TASK OBJECTIVE :: Please rewrite the patch review below from "I think a doc" up to and including "of (device) memory.", putting "maintainers" in place of "stakeholders".

PAGE ::
::::::::::
I think a doc patch to dma_buf_ops.map_dma_buf that ENODEV signals
terminal revocation would be good. That patch would also be a really good
place to collected Acks from all the stakeholders that they're fine with
this change, since thus far map_dma_buf pretty much only failed when we've
run out of (device) memory.

> +
> +	sgt = kzalloc(sizeof(*sgt), GFP_KERNEL);
> +	if (!sgt)
> +		return ERR_PTR(-ENOMEM);
> +
> +	nents = DIV_ROUND_UP(priv->dmabuf->size, sgl_size);
> +	ret = sg_alloc_table(sgt, nents, GFP_KERNEL);
> +	if (ret)
> +		goto err_kfree_sgt;
> +
> +	ret = populate_sgt(attachment, dir, sgt, sgl_size);
> +	if (ret)
::::::::::
GIVEN RECORDS ::
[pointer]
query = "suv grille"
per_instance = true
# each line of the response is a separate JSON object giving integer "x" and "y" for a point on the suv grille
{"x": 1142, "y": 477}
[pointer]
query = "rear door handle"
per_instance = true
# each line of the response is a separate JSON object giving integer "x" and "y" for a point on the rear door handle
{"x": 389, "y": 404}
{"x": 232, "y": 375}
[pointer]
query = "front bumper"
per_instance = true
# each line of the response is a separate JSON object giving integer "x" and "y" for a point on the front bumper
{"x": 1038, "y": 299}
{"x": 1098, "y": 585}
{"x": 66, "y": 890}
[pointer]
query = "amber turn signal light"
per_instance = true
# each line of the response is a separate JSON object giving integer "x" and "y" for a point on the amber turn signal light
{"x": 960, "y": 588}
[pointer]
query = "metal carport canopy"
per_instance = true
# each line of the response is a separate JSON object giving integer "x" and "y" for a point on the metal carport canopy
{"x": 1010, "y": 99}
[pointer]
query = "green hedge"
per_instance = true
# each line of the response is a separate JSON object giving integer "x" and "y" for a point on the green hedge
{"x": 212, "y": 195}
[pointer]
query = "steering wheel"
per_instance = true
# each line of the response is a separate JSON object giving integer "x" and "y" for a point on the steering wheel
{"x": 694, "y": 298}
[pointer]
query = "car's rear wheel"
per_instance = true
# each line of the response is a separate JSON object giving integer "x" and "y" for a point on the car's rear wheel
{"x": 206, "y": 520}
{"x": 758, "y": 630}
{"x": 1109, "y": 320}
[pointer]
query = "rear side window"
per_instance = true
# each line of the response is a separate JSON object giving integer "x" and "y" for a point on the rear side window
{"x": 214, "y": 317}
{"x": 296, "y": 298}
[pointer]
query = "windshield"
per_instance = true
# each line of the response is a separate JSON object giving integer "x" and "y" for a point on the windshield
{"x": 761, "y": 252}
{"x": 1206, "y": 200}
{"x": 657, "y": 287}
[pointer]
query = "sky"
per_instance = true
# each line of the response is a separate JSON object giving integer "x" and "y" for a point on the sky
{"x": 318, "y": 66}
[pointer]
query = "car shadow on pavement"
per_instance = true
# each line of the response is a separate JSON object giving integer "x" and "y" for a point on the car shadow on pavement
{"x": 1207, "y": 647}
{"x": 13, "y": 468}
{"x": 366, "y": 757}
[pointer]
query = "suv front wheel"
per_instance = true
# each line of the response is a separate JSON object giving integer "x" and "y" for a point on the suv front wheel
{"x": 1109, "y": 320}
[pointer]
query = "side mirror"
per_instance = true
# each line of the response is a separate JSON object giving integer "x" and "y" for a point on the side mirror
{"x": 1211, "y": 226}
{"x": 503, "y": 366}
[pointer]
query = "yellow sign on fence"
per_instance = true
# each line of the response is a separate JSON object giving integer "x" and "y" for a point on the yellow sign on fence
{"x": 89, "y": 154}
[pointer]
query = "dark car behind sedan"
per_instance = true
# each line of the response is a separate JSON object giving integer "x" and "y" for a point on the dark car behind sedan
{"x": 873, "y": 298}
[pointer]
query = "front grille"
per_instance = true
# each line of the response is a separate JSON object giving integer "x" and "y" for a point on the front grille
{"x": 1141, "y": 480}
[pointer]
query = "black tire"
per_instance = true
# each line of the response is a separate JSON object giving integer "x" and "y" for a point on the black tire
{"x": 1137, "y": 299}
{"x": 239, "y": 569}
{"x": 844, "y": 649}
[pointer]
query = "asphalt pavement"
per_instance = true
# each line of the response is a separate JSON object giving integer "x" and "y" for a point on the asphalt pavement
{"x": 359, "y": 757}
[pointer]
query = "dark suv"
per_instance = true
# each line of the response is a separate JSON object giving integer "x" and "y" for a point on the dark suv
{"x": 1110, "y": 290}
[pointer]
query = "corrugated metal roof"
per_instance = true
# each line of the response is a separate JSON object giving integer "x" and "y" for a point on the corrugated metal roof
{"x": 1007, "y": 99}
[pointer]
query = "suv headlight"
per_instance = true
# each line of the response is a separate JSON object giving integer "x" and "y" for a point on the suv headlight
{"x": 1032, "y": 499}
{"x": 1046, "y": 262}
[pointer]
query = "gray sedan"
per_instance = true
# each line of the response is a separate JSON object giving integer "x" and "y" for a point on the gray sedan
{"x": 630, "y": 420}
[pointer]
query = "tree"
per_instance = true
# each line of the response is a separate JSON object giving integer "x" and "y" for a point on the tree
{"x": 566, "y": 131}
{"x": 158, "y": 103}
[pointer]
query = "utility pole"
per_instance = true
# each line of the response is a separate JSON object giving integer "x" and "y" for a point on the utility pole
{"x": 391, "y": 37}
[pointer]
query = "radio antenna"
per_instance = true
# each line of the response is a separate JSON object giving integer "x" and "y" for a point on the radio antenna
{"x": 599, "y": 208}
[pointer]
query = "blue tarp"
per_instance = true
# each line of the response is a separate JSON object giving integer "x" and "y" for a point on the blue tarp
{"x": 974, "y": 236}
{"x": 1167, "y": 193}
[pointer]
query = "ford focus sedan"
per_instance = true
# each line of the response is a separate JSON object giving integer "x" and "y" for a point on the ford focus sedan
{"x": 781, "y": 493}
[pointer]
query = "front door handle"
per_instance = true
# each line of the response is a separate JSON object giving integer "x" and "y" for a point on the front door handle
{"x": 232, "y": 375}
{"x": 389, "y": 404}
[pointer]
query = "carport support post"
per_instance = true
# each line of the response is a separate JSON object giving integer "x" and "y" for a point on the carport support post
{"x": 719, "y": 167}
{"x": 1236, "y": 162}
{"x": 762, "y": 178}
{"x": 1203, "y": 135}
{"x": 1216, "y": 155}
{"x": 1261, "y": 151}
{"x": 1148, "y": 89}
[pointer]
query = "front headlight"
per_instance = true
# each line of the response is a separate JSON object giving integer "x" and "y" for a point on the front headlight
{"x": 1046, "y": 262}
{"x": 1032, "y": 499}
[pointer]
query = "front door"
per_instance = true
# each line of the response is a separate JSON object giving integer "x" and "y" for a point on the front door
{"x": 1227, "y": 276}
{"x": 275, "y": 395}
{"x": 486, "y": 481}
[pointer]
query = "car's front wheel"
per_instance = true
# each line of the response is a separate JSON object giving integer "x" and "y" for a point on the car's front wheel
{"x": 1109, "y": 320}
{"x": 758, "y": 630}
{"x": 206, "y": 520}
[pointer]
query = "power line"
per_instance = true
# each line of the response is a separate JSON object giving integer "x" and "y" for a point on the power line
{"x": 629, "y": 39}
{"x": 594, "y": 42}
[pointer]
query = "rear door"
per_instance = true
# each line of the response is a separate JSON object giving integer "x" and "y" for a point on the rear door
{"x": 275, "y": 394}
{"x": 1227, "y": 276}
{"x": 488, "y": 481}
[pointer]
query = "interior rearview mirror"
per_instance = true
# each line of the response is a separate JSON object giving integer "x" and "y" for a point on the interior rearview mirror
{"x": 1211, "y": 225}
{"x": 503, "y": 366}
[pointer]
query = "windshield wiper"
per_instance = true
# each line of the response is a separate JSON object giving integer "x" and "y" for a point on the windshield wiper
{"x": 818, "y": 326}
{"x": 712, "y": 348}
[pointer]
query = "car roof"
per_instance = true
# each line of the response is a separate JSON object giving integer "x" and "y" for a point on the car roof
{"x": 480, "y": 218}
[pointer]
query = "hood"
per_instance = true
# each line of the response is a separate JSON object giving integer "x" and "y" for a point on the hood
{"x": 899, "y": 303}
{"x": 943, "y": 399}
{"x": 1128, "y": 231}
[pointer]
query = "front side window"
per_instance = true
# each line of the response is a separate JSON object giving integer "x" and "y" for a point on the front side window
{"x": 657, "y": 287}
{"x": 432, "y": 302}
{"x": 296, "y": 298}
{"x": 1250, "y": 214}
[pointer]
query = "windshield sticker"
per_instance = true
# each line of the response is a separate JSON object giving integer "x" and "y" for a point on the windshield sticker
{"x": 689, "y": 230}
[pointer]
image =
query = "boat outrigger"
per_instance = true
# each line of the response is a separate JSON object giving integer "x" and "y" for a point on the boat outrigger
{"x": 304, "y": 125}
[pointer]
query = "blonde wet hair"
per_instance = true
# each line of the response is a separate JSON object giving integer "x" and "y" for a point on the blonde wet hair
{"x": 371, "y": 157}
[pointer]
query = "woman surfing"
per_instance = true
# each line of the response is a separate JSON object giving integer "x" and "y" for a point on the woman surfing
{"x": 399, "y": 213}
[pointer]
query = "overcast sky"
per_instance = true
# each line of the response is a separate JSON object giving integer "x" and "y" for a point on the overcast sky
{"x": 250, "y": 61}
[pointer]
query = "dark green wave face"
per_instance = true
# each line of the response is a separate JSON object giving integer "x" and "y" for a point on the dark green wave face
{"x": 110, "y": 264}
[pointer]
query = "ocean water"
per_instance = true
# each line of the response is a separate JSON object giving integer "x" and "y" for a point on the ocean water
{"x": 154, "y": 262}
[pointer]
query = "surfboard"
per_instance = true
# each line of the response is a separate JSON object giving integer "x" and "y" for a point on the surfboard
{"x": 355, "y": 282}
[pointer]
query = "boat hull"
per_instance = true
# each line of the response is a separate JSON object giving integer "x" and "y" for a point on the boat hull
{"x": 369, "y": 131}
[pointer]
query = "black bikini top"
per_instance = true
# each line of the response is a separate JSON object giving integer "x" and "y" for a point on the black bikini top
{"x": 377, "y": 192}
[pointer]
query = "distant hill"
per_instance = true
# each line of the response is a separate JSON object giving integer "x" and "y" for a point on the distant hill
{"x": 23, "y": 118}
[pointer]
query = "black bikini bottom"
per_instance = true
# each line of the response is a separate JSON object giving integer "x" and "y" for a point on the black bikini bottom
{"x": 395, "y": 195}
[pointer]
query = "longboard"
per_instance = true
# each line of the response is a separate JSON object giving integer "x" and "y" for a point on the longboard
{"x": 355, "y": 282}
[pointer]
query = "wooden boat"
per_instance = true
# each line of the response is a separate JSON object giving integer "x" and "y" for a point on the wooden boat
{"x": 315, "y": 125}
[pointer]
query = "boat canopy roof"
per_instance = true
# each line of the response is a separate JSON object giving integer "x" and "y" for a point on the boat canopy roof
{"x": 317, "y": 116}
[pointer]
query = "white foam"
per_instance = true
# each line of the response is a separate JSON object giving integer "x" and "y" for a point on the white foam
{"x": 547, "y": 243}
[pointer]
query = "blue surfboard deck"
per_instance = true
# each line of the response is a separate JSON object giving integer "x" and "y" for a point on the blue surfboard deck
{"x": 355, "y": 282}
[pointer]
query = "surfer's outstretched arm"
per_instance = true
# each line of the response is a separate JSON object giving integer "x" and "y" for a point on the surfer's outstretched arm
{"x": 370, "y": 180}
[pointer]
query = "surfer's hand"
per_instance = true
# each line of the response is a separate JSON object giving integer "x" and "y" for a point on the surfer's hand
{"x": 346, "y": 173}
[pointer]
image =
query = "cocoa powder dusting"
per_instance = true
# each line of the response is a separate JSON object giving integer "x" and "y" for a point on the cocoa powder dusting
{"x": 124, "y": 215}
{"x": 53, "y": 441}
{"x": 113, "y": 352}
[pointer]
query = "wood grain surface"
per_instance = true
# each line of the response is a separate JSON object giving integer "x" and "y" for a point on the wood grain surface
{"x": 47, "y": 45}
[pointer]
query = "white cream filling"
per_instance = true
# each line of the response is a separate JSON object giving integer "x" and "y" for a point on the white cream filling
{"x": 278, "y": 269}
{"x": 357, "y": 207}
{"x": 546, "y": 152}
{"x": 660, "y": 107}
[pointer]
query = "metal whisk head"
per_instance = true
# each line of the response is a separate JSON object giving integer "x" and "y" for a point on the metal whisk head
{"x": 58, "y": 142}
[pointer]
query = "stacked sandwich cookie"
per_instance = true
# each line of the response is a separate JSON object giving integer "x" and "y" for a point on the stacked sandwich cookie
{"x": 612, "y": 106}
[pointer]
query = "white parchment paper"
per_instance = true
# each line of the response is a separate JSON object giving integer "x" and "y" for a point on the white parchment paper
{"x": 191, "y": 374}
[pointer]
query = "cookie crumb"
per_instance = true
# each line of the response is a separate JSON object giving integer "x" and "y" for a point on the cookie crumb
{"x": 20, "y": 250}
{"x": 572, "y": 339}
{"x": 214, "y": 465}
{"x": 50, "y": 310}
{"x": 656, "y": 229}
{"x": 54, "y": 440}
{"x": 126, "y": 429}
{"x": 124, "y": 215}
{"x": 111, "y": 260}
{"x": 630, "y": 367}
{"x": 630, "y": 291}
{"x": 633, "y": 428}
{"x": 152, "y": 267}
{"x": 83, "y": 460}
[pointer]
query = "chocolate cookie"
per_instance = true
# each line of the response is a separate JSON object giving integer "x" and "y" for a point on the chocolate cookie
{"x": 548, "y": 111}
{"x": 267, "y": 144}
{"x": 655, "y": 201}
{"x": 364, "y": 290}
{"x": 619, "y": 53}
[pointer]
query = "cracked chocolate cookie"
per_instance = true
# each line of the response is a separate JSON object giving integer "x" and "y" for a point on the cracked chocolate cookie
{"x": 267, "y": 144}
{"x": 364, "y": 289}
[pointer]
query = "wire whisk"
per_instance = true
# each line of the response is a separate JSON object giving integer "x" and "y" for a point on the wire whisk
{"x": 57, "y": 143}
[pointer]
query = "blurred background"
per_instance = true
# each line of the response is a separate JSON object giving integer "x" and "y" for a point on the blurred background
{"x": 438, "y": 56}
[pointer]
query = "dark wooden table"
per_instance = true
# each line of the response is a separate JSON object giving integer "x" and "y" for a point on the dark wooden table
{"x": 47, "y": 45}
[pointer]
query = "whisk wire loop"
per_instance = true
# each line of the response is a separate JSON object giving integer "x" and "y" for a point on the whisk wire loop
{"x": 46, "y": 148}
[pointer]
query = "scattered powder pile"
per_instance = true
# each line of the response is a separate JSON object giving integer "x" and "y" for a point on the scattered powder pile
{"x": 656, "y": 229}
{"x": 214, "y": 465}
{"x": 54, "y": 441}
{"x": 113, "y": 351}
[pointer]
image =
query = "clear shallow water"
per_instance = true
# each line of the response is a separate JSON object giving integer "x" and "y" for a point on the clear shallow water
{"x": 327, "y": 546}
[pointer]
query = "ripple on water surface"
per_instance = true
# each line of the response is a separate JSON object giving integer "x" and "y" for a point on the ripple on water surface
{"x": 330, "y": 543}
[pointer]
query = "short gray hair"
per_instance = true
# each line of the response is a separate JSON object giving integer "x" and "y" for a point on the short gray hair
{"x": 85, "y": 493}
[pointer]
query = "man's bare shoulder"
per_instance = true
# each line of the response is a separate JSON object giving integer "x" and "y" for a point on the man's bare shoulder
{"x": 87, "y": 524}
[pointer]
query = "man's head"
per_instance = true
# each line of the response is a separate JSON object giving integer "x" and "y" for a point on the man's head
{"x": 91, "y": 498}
::::::::::
FINISHED EXERCISE ::
I think a doc patch to dma_buf_ops.map_dma_buf that ENODEV signals
terminal revocation would be good. That patch would also be a really good
place to collected Acks from all the maintainers that they're fine with
this change, since thus far map_dma_buf pretty much only failed when we've
run out of (device) memory.